■ **WHAT IS EXPECTED**
Retype each entry exactly as written, and keep the pictures out of the copy.

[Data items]
========
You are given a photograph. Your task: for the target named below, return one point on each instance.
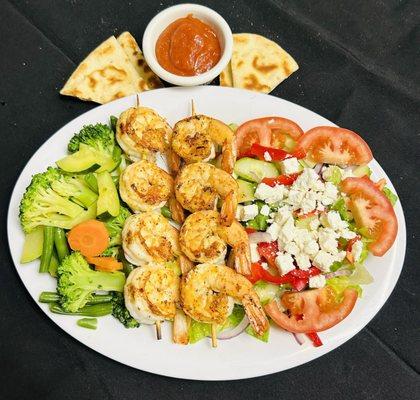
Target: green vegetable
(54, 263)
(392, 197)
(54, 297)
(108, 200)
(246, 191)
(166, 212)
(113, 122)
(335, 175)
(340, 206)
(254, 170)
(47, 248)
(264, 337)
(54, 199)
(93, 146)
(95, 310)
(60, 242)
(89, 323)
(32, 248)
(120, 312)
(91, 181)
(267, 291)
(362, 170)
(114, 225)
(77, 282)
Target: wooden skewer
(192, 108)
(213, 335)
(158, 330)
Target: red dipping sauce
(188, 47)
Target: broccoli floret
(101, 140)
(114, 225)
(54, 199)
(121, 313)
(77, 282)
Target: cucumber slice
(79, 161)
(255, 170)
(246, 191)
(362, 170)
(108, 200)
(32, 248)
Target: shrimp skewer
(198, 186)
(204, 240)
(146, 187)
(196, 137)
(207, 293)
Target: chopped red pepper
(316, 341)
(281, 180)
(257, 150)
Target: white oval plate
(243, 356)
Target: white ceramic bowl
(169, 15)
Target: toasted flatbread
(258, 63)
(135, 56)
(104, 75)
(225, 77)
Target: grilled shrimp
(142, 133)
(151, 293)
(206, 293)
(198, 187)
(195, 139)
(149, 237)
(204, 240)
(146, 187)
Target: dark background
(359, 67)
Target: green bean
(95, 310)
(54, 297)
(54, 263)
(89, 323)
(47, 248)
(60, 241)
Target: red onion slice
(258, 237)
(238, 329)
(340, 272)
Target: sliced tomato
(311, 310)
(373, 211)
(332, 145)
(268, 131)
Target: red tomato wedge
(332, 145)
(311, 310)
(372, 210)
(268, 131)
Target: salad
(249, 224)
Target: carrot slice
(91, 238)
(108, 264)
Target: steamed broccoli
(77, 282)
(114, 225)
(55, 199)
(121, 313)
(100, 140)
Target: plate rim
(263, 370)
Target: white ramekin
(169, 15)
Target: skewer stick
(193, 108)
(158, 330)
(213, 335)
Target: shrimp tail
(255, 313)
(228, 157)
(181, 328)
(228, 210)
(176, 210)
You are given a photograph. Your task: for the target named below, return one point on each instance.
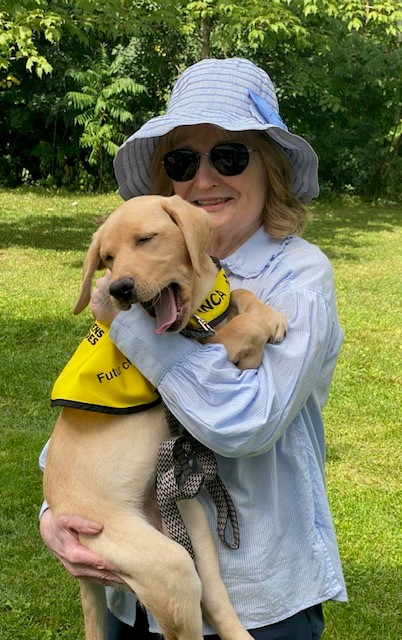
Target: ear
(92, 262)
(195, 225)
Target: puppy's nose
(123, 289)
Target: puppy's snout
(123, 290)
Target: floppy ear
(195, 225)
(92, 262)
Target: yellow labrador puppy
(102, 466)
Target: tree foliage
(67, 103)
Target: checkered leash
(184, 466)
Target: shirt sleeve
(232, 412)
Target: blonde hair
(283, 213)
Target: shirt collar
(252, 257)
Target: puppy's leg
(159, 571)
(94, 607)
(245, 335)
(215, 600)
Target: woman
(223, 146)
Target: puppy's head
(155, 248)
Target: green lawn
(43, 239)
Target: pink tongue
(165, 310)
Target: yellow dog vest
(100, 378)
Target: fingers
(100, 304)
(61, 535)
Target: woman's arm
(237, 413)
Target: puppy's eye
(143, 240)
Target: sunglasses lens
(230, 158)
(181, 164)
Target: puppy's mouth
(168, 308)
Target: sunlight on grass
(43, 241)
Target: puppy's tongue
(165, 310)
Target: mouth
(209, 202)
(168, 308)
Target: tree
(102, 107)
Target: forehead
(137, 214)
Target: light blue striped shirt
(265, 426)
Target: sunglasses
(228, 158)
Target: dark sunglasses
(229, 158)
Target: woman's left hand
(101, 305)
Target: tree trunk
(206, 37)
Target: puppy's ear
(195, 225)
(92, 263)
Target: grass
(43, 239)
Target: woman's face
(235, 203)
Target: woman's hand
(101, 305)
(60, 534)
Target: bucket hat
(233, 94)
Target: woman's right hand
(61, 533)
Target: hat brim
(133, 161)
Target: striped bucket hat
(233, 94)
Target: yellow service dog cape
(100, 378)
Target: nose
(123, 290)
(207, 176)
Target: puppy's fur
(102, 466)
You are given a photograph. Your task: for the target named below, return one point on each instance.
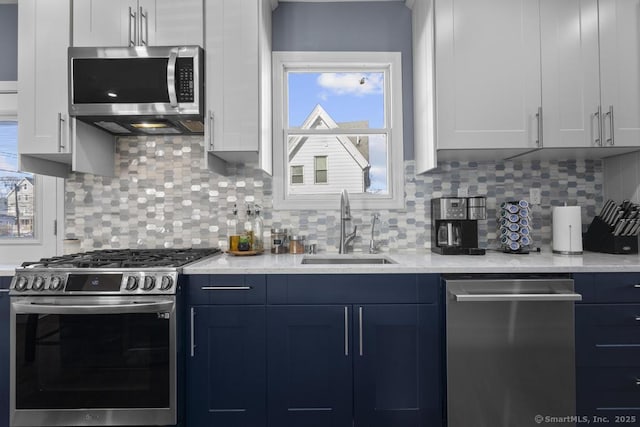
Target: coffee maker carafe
========
■ **ANSWER SPACE**
You are given a photograph. Your task: for the target named below, return one point on each instance.
Target: green vegetable
(54, 263)
(392, 197)
(54, 297)
(108, 200)
(246, 191)
(166, 212)
(113, 122)
(335, 175)
(340, 206)
(254, 170)
(47, 248)
(264, 337)
(54, 199)
(93, 146)
(95, 310)
(60, 242)
(89, 323)
(32, 248)
(120, 312)
(91, 181)
(267, 291)
(362, 170)
(114, 225)
(77, 282)
Target: wooden skewer
(192, 108)
(213, 335)
(158, 330)
Target: red dipping sauce
(188, 47)
Target: broccoli floret
(101, 140)
(114, 225)
(54, 199)
(121, 313)
(77, 282)
Target: cucumber slice
(79, 161)
(255, 170)
(246, 191)
(362, 170)
(108, 200)
(32, 248)
Target: shrimp skewer
(198, 186)
(204, 240)
(146, 187)
(196, 137)
(207, 293)
Target: chopped red pepper
(316, 341)
(281, 180)
(257, 150)
Target: white oval plate
(243, 356)
Target: white ceramic bowl
(169, 15)
Target: toasted flatbread
(258, 63)
(135, 56)
(104, 75)
(225, 77)
Target: grilled shrimp
(142, 133)
(151, 293)
(206, 293)
(198, 187)
(195, 139)
(149, 237)
(204, 240)
(146, 187)
Target: dark background
(359, 67)
Target: green bean
(95, 310)
(54, 297)
(54, 263)
(89, 323)
(47, 248)
(60, 241)
Target: red onion slice
(258, 237)
(238, 329)
(340, 272)
Target: sliced tomato
(311, 310)
(373, 211)
(332, 145)
(268, 131)
Target: red tomato wedge
(332, 145)
(311, 310)
(372, 210)
(268, 131)
Target: salad
(249, 224)
Target: carrot slice
(91, 238)
(108, 264)
Target: steamed broccoli
(77, 282)
(114, 225)
(55, 199)
(121, 313)
(100, 140)
Target: plate rim
(263, 370)
Target: white ramekin
(169, 15)
Target: skewer stick
(193, 108)
(158, 330)
(213, 335)
Target: shrimp tail
(255, 313)
(228, 157)
(181, 328)
(228, 210)
(176, 210)
You are given a photograph. Your task: for the target named below, return one point on each instance.
Target: ear
(92, 262)
(195, 225)
Target: puppy's nose
(123, 289)
Target: puppy's snout
(123, 290)
Target: floppy ear
(195, 225)
(92, 262)
Target: yellow labrador puppy
(102, 466)
Target: tree foliage
(67, 103)
Target: checkered leash
(184, 466)
Target: shirt sleeve
(232, 412)
Target: blonde hair
(283, 213)
Target: shirt collar
(252, 257)
Target: puppy's leg
(159, 571)
(94, 607)
(245, 335)
(215, 600)
Target: woman
(223, 146)
Target: puppy's head
(155, 248)
Target: green lawn
(43, 239)
Target: pink tongue
(165, 310)
Target: yellow dog vest
(100, 378)
Target: fingers
(100, 304)
(61, 535)
Target: woman's arm
(237, 413)
Target: puppy's eye
(143, 240)
Target: sunglasses lens
(230, 158)
(181, 164)
Target: puppy's mouth
(168, 308)
Target: sunlight on grass
(43, 241)
Target: puppy's tongue
(165, 310)
Target: mouth
(209, 202)
(168, 308)
Target: tree
(102, 107)
Target: forehead
(137, 214)
Target: light blue striped shirt
(265, 426)
Target: sunglasses
(228, 158)
Target: dark sunglasses
(229, 158)
Target: woman's left hand
(101, 305)
Target: tree trunk
(206, 37)
Target: puppy's ear
(195, 225)
(92, 263)
Target: grass
(43, 239)
Target: woman's face
(235, 203)
Target: woman's hand
(101, 305)
(60, 534)
Target: bucket hat
(233, 94)
Target: woman's right hand
(61, 533)
Target: hat brim
(133, 161)
Target: striped bucket hat
(233, 94)
Target: yellow service dog cape
(100, 378)
Target: nose
(123, 290)
(207, 176)
Target: puppy's fur
(102, 466)
You are given a photograph. Your task: for the target named below, return one point on each instance.
Target: coffee maker carafe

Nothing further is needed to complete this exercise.